──────── Given information

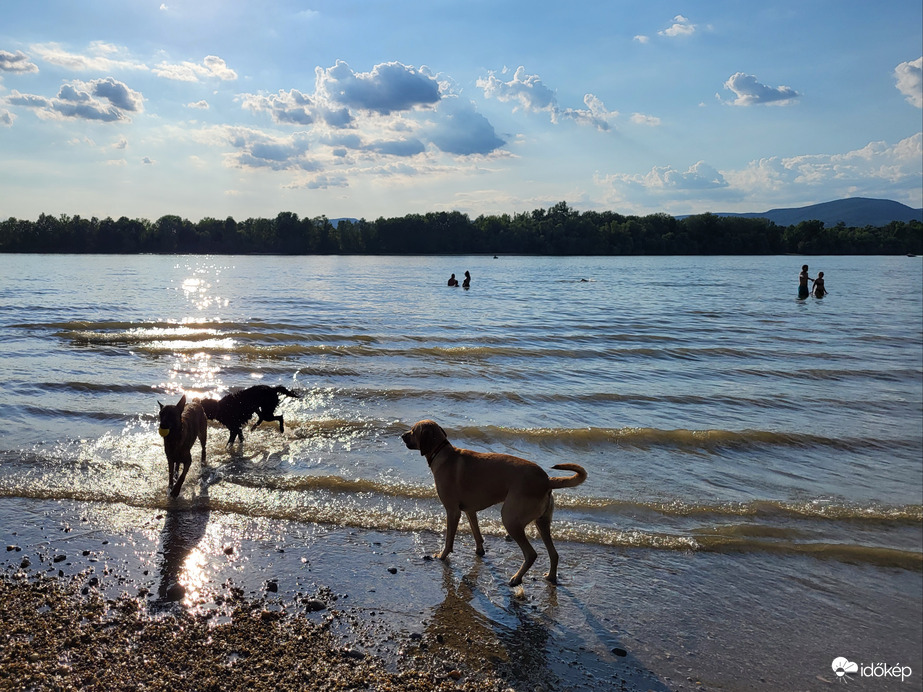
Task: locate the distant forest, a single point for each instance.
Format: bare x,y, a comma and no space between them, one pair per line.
559,230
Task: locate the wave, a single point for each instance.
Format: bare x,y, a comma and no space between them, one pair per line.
288,502
682,439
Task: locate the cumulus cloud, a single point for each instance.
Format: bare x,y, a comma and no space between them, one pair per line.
527,90
16,62
531,94
680,27
211,67
460,129
392,111
642,119
750,92
256,149
389,87
100,57
106,100
909,77
876,170
696,178
291,107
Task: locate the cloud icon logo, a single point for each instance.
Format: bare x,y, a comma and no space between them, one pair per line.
842,666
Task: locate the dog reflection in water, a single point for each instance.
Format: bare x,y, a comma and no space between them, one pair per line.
180,425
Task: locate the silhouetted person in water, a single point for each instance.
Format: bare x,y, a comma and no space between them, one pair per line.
803,278
819,290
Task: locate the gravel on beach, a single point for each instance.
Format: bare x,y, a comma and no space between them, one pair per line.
57,636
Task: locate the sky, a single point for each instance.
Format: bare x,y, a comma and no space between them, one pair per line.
363,109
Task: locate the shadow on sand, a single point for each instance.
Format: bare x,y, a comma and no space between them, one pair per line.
522,641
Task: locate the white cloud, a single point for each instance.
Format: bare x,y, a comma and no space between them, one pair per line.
699,177
394,110
100,57
16,62
461,130
531,94
680,27
527,90
910,81
389,87
750,92
642,119
289,107
106,100
256,149
876,170
211,66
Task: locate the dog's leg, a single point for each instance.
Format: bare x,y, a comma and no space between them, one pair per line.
451,526
543,523
476,531
187,462
517,531
171,472
203,436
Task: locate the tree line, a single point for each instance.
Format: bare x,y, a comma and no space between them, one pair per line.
558,230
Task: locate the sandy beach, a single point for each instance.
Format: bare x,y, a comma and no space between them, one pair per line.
103,596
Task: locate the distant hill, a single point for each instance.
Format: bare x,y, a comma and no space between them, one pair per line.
854,212
336,222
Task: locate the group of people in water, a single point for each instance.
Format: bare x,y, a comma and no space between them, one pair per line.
465,284
817,289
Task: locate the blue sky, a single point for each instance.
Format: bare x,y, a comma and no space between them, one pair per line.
385,108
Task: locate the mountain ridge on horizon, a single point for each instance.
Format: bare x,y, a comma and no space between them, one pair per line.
852,211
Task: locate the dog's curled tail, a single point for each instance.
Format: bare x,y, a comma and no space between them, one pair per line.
568,481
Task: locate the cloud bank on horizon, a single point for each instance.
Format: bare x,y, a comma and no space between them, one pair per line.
323,112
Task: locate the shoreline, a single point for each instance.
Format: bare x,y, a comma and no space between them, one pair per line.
280,606
221,600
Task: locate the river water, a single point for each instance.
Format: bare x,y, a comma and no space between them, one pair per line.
714,412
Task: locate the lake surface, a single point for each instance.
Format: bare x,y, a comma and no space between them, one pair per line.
713,411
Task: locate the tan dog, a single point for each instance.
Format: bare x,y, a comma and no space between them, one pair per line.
469,481
179,426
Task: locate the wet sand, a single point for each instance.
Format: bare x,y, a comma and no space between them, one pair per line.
107,596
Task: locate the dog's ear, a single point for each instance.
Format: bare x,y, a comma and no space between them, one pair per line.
429,436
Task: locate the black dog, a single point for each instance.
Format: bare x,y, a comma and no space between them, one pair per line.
236,409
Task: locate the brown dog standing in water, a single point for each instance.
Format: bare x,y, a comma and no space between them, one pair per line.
180,425
469,481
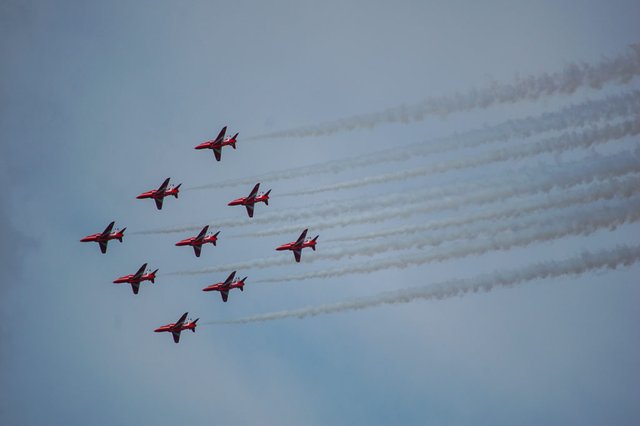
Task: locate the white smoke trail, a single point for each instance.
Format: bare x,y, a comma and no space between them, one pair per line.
530,181
573,116
620,69
362,206
575,224
625,187
557,144
587,261
577,221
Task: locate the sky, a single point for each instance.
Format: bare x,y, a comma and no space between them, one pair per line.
100,101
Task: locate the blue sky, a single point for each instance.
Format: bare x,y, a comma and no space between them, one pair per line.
102,101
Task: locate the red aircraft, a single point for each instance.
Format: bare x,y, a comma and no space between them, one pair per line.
104,237
252,199
299,244
197,241
137,278
176,328
163,191
227,285
217,143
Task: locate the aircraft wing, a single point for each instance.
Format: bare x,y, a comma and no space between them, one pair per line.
229,279
140,271
202,233
108,229
254,191
301,238
180,322
220,136
249,209
164,185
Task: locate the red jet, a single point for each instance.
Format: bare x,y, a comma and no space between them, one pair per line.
176,328
137,278
104,237
163,191
197,241
252,199
227,285
220,141
299,244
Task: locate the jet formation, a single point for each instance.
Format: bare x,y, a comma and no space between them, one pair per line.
217,143
203,237
297,245
158,195
105,236
175,328
199,240
250,201
137,278
226,285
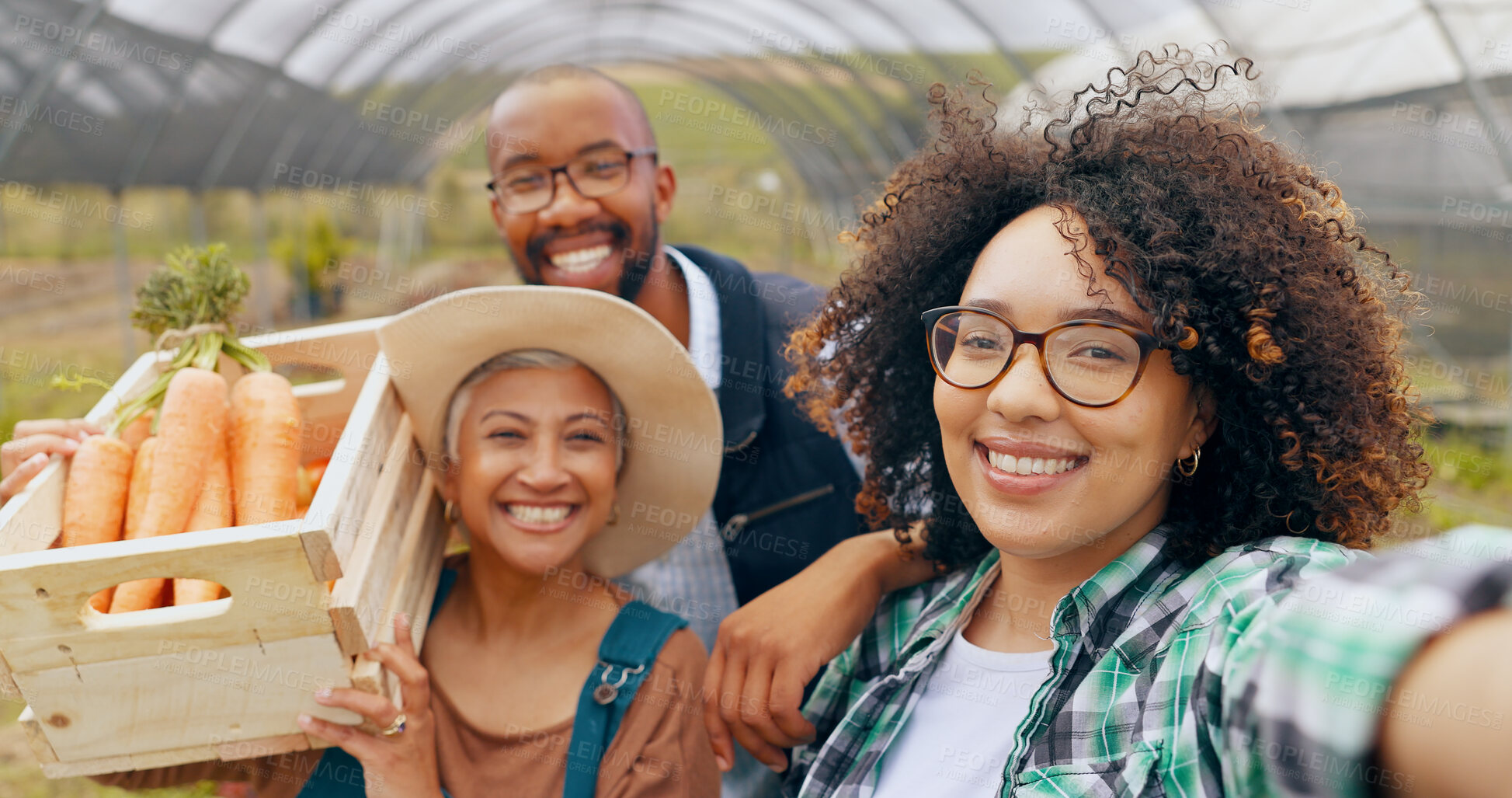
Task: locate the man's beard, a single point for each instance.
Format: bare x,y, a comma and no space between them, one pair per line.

────────────────

Take the line that contains "Task: locate the red aircraft, a" as the first and the last line of the records as the end, and please quote those lines exactly, pictures omitted.

[Solution]
Task: locate the red aircraft, a single point for each instance.
Format: bare x,y, a comma and no space between them, one pair per line.
104,237
252,199
299,244
197,241
137,278
176,328
163,191
227,285
217,143
Task: locate the aircraft wing, a single point for each instance.
Format: bare x,y, a comma and no space between them, one pair per line.
229,279
140,271
202,233
108,229
254,191
301,238
180,322
220,136
249,209
164,185
Task: locate the red jet, a single point for each instance.
Format: bare x,y, a comma and no space between them, one pair per line.
176,328
137,278
104,237
163,191
197,241
252,199
227,285
220,141
299,244
Task: locate the jet formation, a single point for each instance.
Format: bare x,y, a comma and no space between them, one pair per line.
217,143
203,237
297,245
158,195
105,236
175,328
199,240
250,201
137,278
226,285
Task: locate the man's beard, a single point for each instance.
Format: bare x,y, a comma and no space between them, one pair per line.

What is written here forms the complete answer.